:: TASK INPUT

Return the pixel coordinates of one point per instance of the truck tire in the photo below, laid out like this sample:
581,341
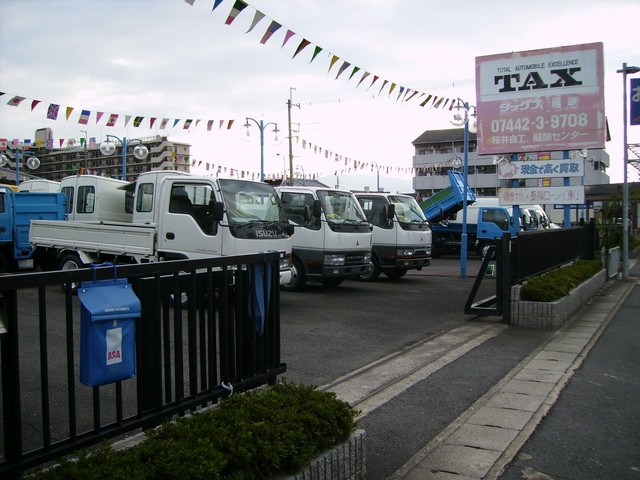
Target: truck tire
298,278
71,262
483,249
396,273
373,273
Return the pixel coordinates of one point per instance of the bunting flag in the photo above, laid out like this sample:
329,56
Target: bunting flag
256,19
304,43
15,101
287,36
235,11
52,111
273,28
84,117
113,118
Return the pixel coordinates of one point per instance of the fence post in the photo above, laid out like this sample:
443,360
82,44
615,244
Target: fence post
507,273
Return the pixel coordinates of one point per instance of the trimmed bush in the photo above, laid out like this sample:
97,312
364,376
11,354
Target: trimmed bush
253,435
558,283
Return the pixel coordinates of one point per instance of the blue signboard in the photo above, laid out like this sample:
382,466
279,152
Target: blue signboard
634,98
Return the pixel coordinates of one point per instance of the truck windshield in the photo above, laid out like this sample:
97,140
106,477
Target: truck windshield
341,207
407,209
248,202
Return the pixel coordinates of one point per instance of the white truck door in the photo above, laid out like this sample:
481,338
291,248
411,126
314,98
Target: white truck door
187,228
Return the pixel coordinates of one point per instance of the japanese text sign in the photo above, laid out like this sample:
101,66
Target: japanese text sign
549,99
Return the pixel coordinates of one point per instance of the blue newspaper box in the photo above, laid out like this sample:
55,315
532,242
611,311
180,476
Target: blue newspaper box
107,331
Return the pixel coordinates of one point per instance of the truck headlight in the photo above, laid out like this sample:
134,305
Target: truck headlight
334,259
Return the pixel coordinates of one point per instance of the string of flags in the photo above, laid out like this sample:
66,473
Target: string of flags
403,93
345,163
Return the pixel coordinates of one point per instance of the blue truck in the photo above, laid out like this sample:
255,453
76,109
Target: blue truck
487,220
17,209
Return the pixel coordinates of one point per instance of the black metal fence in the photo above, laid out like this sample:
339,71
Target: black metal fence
206,328
529,254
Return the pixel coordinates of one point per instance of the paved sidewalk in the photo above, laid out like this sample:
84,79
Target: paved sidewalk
482,441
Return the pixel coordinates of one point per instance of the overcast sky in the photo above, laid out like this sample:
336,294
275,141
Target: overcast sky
169,59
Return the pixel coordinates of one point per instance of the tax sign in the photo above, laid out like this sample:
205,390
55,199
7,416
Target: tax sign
550,99
634,100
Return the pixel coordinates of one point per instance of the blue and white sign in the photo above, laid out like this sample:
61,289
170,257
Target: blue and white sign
634,100
541,169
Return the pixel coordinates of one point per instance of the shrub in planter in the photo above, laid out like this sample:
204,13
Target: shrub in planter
254,435
558,283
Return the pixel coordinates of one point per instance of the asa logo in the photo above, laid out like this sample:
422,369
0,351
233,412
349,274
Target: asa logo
116,354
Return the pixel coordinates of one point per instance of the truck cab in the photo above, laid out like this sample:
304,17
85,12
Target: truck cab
332,239
401,234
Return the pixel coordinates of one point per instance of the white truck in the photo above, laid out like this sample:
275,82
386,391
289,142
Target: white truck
175,216
332,239
401,234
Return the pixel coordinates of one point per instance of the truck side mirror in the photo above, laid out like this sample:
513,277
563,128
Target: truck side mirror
218,211
391,211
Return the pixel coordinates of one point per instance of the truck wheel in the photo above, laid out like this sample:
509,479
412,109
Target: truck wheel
332,282
484,250
396,274
373,273
298,279
71,262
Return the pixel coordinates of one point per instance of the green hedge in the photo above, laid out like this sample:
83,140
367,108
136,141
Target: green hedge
559,282
253,435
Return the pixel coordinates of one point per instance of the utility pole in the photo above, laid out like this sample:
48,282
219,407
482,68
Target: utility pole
289,105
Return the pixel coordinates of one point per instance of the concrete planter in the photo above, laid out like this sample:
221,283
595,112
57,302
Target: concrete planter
552,315
346,461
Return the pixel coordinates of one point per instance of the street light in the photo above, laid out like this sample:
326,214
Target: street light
625,186
108,148
261,125
33,162
463,116
377,176
300,167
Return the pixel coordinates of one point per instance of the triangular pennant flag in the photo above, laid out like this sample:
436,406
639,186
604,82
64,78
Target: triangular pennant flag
15,101
426,100
287,36
84,117
355,70
343,67
113,118
334,59
301,47
364,75
315,53
235,11
383,84
52,111
256,19
273,28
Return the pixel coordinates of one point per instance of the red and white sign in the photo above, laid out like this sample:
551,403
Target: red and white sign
549,99
570,195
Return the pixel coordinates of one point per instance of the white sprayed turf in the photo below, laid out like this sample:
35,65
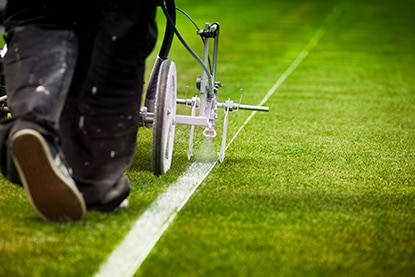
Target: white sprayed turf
128,256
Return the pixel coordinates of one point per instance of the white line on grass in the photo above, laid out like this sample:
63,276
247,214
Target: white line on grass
147,230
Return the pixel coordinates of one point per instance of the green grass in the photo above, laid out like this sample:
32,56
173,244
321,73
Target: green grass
322,185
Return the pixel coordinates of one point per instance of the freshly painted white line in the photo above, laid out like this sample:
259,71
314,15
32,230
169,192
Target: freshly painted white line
147,230
132,251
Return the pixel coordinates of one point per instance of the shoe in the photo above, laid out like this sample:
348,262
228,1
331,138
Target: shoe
46,179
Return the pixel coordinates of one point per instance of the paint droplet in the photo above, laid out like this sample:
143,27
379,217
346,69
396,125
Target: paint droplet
94,90
42,89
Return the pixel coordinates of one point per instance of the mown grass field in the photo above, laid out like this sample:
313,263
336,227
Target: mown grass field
322,185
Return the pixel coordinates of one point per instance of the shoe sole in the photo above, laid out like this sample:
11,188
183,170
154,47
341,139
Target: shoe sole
50,195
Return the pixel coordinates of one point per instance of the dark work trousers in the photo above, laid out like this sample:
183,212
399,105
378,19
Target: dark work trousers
78,81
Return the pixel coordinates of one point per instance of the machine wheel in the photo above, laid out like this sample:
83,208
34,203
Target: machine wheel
164,118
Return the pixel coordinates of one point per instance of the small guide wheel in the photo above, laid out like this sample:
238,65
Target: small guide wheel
164,118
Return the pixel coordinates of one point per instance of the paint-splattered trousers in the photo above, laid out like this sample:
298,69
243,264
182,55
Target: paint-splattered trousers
75,74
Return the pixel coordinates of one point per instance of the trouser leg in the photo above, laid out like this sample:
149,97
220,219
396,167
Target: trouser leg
100,122
38,71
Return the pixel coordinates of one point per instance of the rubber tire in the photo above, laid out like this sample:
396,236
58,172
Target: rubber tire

::::

_ACTIVITY_. Scan the records above. Return every line with "rubber" in it.

_ANSWER_.
Return the pixel coordinates of one point per instance of the rubber tire in the photo above, laid out like this sample:
Target: rubber tire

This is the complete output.